>> START Stored records

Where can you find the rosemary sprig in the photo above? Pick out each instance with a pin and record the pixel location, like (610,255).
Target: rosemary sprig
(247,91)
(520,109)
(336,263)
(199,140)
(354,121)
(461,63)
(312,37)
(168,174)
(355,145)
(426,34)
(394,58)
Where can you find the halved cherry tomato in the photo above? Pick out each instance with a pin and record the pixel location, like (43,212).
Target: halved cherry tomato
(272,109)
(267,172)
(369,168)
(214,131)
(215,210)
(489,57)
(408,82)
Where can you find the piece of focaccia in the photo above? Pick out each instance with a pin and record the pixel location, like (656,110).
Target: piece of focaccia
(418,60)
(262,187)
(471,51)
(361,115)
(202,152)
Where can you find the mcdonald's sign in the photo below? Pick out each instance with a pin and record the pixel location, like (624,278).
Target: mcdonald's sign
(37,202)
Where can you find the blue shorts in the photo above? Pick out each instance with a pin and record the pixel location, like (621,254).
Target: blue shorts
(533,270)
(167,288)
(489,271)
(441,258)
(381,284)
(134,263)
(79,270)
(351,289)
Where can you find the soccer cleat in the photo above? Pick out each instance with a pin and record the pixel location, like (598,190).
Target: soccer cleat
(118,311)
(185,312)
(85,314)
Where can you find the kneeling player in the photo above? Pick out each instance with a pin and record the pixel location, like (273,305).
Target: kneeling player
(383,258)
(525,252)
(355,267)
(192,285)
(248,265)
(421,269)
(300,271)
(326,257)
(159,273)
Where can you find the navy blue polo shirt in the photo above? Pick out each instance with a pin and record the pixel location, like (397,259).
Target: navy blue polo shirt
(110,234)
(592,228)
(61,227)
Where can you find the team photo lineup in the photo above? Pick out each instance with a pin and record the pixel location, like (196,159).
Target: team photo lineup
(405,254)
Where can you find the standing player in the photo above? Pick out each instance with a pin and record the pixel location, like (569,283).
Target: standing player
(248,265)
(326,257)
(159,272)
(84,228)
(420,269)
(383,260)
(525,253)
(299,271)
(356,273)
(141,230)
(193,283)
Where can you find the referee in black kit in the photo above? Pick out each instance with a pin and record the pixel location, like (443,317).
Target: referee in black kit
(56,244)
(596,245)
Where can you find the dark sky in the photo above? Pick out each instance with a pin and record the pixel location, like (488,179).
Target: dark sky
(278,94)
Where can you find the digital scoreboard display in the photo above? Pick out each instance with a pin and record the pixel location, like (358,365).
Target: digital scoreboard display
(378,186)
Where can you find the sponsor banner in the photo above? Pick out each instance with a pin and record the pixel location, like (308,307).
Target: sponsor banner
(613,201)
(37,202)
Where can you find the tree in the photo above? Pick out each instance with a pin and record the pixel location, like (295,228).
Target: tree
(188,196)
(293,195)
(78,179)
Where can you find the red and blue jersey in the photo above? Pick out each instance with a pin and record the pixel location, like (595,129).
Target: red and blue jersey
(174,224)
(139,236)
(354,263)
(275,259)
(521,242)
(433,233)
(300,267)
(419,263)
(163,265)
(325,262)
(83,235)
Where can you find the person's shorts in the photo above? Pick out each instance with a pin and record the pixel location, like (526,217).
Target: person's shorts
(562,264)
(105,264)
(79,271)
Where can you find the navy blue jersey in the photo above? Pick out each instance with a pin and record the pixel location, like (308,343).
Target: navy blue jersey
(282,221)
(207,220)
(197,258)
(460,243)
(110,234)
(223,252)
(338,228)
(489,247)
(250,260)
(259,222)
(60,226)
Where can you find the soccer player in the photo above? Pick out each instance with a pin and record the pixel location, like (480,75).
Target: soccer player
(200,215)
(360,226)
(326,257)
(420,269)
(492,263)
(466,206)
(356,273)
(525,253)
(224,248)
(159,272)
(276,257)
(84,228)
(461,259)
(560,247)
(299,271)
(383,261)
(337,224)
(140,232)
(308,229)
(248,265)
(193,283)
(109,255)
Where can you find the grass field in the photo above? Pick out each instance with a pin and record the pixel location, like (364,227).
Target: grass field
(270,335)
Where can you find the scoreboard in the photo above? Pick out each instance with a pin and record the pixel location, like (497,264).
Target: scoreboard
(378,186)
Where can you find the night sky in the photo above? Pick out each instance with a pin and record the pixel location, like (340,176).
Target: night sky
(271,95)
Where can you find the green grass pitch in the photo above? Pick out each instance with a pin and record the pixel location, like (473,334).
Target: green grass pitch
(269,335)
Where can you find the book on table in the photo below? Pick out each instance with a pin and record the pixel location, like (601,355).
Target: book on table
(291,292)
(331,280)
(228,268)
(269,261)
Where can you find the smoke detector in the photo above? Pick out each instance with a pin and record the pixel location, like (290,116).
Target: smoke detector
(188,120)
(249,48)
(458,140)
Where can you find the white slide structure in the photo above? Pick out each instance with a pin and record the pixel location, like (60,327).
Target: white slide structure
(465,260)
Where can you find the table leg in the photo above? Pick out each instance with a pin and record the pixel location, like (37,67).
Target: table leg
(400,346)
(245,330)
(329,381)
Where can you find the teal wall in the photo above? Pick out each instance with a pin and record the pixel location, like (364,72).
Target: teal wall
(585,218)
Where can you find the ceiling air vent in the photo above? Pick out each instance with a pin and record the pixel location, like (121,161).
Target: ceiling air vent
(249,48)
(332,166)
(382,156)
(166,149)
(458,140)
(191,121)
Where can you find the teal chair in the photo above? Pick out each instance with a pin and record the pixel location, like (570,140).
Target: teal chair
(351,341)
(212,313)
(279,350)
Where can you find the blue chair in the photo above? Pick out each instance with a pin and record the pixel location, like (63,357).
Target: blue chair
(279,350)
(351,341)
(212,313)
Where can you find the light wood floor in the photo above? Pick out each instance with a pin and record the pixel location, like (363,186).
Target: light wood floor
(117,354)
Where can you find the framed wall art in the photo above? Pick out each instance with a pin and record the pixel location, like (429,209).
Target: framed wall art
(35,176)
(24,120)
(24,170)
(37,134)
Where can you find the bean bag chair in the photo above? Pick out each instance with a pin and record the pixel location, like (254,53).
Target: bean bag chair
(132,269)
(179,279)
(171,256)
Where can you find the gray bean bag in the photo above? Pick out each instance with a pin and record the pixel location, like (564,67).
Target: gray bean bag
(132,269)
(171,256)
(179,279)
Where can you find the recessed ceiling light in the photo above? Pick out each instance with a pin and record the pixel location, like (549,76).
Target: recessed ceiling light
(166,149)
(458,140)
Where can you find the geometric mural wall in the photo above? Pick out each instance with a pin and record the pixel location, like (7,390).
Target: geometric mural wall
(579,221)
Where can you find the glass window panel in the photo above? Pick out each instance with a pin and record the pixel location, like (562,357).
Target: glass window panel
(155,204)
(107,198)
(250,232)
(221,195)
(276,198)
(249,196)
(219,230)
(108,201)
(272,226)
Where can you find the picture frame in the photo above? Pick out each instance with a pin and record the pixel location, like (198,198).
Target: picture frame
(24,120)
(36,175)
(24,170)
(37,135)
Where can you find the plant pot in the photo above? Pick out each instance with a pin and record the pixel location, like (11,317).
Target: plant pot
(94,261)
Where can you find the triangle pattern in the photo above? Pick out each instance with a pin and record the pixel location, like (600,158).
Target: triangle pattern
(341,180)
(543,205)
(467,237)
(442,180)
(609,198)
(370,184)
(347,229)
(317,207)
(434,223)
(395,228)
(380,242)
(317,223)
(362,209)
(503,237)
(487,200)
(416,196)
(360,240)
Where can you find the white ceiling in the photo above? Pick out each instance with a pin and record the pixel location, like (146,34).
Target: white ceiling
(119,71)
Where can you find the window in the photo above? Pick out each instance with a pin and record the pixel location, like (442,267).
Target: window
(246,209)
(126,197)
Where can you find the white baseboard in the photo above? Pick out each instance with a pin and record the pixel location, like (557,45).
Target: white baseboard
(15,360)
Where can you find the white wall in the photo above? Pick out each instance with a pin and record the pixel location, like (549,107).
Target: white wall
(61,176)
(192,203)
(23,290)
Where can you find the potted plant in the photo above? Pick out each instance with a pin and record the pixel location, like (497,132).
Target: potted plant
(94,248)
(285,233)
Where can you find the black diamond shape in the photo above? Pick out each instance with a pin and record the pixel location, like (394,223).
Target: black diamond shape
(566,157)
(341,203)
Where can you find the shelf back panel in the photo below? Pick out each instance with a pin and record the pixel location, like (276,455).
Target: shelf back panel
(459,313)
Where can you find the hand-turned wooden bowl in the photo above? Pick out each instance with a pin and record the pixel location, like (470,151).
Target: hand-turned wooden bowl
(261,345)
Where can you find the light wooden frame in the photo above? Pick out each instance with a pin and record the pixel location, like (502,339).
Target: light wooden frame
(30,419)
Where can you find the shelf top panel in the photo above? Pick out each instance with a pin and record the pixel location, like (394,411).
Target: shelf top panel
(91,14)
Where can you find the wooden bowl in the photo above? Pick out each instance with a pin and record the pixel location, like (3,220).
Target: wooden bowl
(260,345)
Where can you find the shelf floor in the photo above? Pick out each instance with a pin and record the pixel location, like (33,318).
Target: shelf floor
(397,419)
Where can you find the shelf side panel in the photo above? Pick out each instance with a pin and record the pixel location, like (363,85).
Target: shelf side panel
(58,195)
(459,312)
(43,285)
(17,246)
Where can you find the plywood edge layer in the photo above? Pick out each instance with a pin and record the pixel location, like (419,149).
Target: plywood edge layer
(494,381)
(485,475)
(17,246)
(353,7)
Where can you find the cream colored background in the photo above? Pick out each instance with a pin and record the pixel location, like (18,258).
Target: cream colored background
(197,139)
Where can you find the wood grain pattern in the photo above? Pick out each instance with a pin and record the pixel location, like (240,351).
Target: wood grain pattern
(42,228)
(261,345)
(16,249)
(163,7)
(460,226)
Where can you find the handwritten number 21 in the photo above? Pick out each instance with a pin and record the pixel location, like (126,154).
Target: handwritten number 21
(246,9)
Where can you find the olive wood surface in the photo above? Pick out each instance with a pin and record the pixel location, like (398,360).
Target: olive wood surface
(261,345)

>> END Stored records

Give the lines from the one containing "Where can you find the olive" through the last of the rows, both included, as a Markdown table with the columns No. and Row line. Number each line in sequence and leave out blank lines.

#### Written response
| No. | Row line |
|---|---|
| 1 | Where can you find the olive wood surface in the photo above? Pick out each instance with a pin and record the pixel location, like (398,360). |
| 2 | Target: olive wood surface |
| 3 | (261,345) |